** Given data follows **

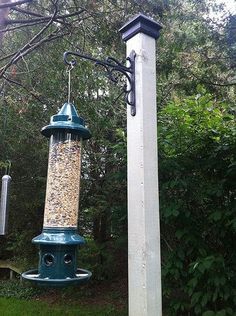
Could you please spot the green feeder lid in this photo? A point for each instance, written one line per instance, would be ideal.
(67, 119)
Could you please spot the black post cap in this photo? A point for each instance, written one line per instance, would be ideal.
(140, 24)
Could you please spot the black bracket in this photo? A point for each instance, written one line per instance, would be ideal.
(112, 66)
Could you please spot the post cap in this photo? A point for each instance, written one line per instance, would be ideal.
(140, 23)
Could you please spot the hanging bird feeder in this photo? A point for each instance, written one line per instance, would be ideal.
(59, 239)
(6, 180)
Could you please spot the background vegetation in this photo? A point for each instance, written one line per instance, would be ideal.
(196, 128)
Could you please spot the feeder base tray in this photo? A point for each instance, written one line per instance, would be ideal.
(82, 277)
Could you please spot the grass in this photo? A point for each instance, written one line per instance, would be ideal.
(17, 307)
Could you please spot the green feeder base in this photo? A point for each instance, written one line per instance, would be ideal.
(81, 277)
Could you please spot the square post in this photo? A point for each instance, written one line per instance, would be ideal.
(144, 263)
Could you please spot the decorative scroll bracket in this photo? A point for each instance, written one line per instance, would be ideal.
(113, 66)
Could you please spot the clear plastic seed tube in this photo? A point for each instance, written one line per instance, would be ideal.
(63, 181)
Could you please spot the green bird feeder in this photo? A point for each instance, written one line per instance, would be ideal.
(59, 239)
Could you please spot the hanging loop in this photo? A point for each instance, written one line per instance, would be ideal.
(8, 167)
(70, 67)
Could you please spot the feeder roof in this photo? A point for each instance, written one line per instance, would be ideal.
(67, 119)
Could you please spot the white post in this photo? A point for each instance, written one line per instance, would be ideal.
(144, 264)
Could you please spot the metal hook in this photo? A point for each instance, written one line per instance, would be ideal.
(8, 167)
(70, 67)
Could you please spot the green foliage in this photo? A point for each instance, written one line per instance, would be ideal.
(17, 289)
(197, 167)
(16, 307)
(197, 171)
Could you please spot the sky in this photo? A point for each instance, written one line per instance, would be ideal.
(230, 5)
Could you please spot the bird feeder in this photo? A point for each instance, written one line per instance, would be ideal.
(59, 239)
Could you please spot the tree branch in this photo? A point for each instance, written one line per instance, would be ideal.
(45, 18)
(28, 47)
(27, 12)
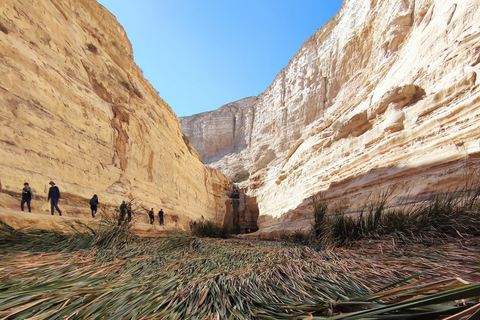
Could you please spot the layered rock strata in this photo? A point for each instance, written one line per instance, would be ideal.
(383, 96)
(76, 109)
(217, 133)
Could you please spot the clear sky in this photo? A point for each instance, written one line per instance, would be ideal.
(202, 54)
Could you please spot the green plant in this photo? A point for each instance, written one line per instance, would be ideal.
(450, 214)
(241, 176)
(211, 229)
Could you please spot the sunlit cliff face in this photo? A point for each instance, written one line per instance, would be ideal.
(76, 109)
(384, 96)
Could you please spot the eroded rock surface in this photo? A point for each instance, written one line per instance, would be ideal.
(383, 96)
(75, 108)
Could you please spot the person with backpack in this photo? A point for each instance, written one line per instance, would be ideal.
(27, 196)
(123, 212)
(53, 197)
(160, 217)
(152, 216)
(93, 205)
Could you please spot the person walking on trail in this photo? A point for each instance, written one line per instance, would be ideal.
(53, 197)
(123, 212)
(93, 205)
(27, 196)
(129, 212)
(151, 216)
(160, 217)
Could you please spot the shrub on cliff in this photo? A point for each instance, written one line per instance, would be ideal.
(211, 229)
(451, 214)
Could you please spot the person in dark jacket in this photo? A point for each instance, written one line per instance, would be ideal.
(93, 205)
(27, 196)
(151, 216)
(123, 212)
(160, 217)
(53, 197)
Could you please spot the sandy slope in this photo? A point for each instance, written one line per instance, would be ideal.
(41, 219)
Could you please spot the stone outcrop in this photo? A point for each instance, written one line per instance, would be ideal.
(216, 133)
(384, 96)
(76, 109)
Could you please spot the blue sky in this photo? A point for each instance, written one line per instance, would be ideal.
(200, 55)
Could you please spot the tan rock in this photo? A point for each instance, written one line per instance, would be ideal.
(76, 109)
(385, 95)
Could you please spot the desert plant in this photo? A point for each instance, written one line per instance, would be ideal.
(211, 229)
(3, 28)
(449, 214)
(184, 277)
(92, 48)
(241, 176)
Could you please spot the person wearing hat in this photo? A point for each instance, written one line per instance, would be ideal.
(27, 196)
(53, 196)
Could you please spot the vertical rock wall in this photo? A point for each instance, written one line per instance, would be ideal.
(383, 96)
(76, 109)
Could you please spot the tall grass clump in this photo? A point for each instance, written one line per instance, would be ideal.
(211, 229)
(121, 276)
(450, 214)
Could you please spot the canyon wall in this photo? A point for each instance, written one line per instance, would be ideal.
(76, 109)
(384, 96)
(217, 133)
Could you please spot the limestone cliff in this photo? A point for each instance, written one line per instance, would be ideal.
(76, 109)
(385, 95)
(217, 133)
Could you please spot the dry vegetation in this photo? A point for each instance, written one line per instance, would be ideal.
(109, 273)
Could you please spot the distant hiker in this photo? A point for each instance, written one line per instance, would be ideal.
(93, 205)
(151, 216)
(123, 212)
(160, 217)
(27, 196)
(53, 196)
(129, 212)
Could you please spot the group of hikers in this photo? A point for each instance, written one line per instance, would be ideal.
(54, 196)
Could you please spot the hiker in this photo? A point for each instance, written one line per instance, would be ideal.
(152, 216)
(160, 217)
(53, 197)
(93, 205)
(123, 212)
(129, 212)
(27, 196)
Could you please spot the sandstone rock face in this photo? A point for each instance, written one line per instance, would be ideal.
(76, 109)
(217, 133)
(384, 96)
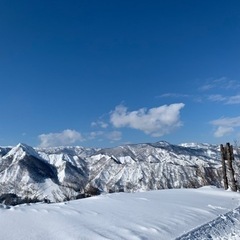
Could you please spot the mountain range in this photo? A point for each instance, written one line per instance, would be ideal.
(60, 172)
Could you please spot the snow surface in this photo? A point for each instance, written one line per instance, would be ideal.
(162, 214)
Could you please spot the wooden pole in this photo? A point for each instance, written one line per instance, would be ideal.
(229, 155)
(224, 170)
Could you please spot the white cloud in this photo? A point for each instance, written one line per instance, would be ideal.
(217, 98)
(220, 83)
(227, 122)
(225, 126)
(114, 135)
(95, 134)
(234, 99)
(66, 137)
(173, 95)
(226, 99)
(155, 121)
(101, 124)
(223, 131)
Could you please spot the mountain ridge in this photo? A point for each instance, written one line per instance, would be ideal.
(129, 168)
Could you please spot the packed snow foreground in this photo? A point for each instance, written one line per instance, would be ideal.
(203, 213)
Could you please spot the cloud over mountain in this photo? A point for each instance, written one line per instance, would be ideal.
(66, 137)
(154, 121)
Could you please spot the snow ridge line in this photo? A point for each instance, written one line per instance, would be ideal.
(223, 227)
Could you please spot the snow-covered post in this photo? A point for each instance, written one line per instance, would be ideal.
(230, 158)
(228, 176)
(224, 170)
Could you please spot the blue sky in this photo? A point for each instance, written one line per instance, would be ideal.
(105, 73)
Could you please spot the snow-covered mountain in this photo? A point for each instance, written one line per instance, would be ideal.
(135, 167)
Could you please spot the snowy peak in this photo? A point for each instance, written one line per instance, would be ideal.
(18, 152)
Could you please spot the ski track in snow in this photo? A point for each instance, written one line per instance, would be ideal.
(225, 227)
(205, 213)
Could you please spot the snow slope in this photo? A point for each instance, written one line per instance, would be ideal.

** End of Given data **

Directions:
Give back the entries verbatim but drop every picture.

Your response:
Could you please spot the green feeder lid in this photo? A point for each instance, written one line per instance, would be ideal.
(67, 119)
Could you please spot the black post cap in this photo? A point for each instance, written one line per instance, would be ideal.
(140, 24)
Could you please spot the black bracket in this photo? A point for each instance, written one line per instance, would be ideal.
(112, 66)
Could you please spot the post cap in this photo? A point for each instance, written one line per instance, would be ideal.
(140, 23)
Could you please spot the hanging bird feeder in this photo? A point for each instance, written one line per instance, would be ideal.
(59, 239)
(6, 180)
Could you please spot the background vegetation in this photo? A point for each instance, written one line per instance, would be ideal.
(196, 128)
Could you please spot the feeder base tray in this photo? A point for each instance, written one line per instance, would be ideal.
(82, 277)
Could you please spot the grass in this photo? A point for each instance, written one line per instance, would be ideal.
(17, 307)
Could you please spot the green feeder base in this photo? A point for each instance, written one line per instance, would be ideal.
(81, 277)
Could you please spot the square post in this photo? A point for each instance, written one line per instance, would be ideal.
(144, 263)
Could you please spot the decorative scroll bracket in this photo? A point for each instance, written one line per instance, would be ideal.
(113, 66)
Could you please spot the clear plastic seed tube in this photo? A point for each instance, written one line per instance, would be ideal.
(63, 181)
Could you please spot the green bird feeder in this photo? A point for each instance, written one line per instance, would be ideal.
(59, 239)
Could you please spot the hanging loop in this photo? A point for each instance, written one line per instance, would be ideal.
(8, 167)
(70, 67)
Could you please spot the feeder roof in this photo? A point for each instance, written one line per instance, would be ideal.
(67, 119)
Could you please spot the white post in this photo? A point for each instance, written one line per instance, would be ideal.
(144, 264)
Could you please spot the metal hook in this photo? A point for each instance, written one line per instance, would be ideal.
(8, 167)
(70, 67)
Could you please spot the green foliage in this photo? A point for each instance, written one line per instance, would be ideal.
(17, 289)
(197, 167)
(16, 307)
(197, 171)
Could you please spot the sky in this photo? A point for each instance, written one line per instance, would be ideal.
(230, 5)
Could you please spot the bird feeder in this photo? A point for each instance, written one line per instance, would be ideal.
(59, 239)
Could you please spot the tree branch in this photo? A point for each instance, written one line per instance, would be ideal.
(45, 18)
(28, 47)
(27, 12)
Could you please spot the layered rock strata in this photo? A point for each instance, written one line per instance, would be ideal.
(383, 96)
(76, 109)
(217, 133)
Could you please spot the clear sky in this photo? A point for each instance, written one line per instance, would be ideal.
(202, 54)
Could you please spot the green plant in this photo? A point for each instance, written one line per instance, would be ideal.
(450, 214)
(241, 176)
(211, 229)
Could you please spot the sunlit cliff face in this photo? A point for each instance, written one line per instance, would be ideal.
(76, 109)
(384, 96)
Could you please spot the eroded rock surface in this photo? A point for each instance, written one line per instance, would be ideal.
(383, 96)
(75, 108)
Could you please spot the person with backpack in this photo? A point for each instance, written one line per instance, would be ideal.
(27, 196)
(123, 212)
(53, 197)
(160, 217)
(152, 216)
(93, 205)
Could you please spot the person walking on trail in this photo? A point for each instance, written one line per instance, would be ideal.
(53, 197)
(123, 212)
(93, 205)
(27, 196)
(129, 212)
(151, 216)
(160, 217)
Could you please spot the shrub on cliff in this photo? A point for each instance, written one line per instance, would be ideal.
(211, 229)
(451, 214)
Could you please spot the person in dark jacket in this photo? A point for each instance, written one line per instance, would be ideal.
(93, 205)
(27, 196)
(151, 216)
(123, 212)
(160, 217)
(53, 197)
Could you please spot the sandy slope in this photo? A point for each instance, written one line per instance, would be ideal.
(41, 219)
Could you please spot the stone outcrop in this photo? A point for each instance, written one line per instance, would be ideal.
(216, 133)
(384, 96)
(76, 109)
Could you please spot the blue sky in this photo? A point for each instance, written one line per instance, would be ideal.
(200, 55)
Could you please spot the tan rock in this photo? A point for each instance, written one line per instance, would be ideal.
(76, 109)
(385, 95)
Could you please spot the desert plant in this photo? A point for each instance, written one line per instance, would be ideal.
(211, 229)
(3, 28)
(449, 214)
(184, 277)
(92, 48)
(241, 176)
Could you please spot the person wearing hat in this photo? A point for each instance, written one line per instance, would be ideal.
(27, 196)
(53, 196)
Could you please spot the vertical rock wall in this photo? A point for each instance, written one line per instance, would be ideal.
(383, 96)
(76, 109)
Could you please spot the tall grass clump in this photo? A point for each instance, written one line per instance, would be ideal.
(211, 229)
(121, 276)
(450, 214)
Could you please spot the canyon wall in this photo? A point for each instance, written one line per instance, would be ideal.
(76, 109)
(384, 96)
(217, 133)
Could you please spot the limestone cliff in this photo? A point for each instance, written one line per instance, would be ideal.
(76, 109)
(385, 95)
(217, 133)
Could you please spot the dry vegetation in this photo? A point for each instance, written one line per instance, would be ideal.
(109, 273)
Could you please spot the distant hiker in this photo? A point for each instance, written one line per instance, would be ideal.
(93, 205)
(151, 216)
(123, 212)
(160, 217)
(27, 196)
(53, 196)
(129, 212)
Could you please spot the group of hikers in this photo? A point for each instance, written one line per instance, would be ideal.
(54, 196)
Could you please spot the hiker in this photo? A point for each instance, written one line per instance, would be ideal.
(152, 216)
(160, 217)
(53, 197)
(93, 205)
(123, 212)
(129, 212)
(27, 196)
Could you please spot the sandstone rock face in this photo? A point for each instance, written one line per instance, would be ideal.
(76, 109)
(217, 133)
(384, 96)
Could you please spot the mountain range in this photo? A point for each instance, written one line per instance, would be ideal.
(60, 172)
Could you please spot the snow surface in this photo? A point for each instance, written one line per instance, would be ideal.
(162, 214)
Could you please spot the wooden pole in this photo? A point for each instance, written one line per instance, would be ideal.
(229, 155)
(224, 170)
Could you please spot the white cloud in this photo? A point for each instance, written one line per instance, would be ideal.
(217, 98)
(220, 83)
(227, 122)
(225, 126)
(114, 135)
(95, 134)
(234, 99)
(66, 137)
(173, 95)
(226, 99)
(155, 121)
(101, 124)
(223, 131)
Could you please spot the mountain ridge in this photo? A point for each instance, written one line per instance, would be ideal.
(129, 168)
Could you please spot the packed snow foreground in this photo? A point for each instance, written one line per instance, would be ideal.
(203, 213)
Could you please spot the cloud over mountain in this photo? A point for each instance, written one line per instance, would be ideal.
(66, 137)
(154, 121)
Could you please spot the snow ridge line in this photo? A point for each instance, written one line per instance, would be ideal.
(223, 227)
Could you please spot the snow-covered post in this photo? A point for each instance, written one line per instance, would be ideal.
(230, 158)
(228, 176)
(224, 170)
Could you please spot the blue sky in this photo? A point for each instance, written one line per instance, would be ideal.
(105, 73)
Could you please spot the snow-covered mountain in this photo? A point for each instance, written one line per instance, would be ideal.
(135, 167)
Could you please spot the snowy peak in this photo? A point for each instance, written one line per instance, would be ideal.
(18, 152)
Could you please spot the ski track in snow in this photo? A point for each instance, written one line per instance, would be ideal.
(225, 227)
(205, 213)
Could you please spot the snow slope in this photo? A point for each instance, written one line per instance, would be ideal.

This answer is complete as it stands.